== Task goal ==
Every line from the one containing "Objective — one point per instance of the dark" to the end of the records below, written out word for word, is the whole answer.

Stored data
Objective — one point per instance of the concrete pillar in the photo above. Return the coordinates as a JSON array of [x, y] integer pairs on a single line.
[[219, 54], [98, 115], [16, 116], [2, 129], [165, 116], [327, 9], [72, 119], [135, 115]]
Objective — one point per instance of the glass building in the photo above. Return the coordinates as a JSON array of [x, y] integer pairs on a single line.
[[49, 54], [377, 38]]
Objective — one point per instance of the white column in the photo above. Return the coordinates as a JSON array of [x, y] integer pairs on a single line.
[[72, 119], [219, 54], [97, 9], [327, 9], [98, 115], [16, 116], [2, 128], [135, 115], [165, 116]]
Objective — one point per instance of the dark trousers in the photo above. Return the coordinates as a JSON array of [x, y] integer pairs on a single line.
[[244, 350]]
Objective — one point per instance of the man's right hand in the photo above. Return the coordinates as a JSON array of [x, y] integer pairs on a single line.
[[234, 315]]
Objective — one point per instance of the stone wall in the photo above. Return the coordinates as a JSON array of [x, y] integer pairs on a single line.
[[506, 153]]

== Result of the task ==
Objective — one point per instance of the dark trousers in the photo above. Return the coordinates as a JSON array of [x, y] integer pairs on a single line.
[[244, 350]]
Objective — one point per instance of the man's right hand in the photo above. Return the coordinates as a JSON array of [x, y] integer pairs on a single line.
[[234, 315]]
Objective — one point per instance of the stone wall in the photo above. Return the coordinates as a JSON array of [x, y] integer pairs on a single line.
[[506, 153]]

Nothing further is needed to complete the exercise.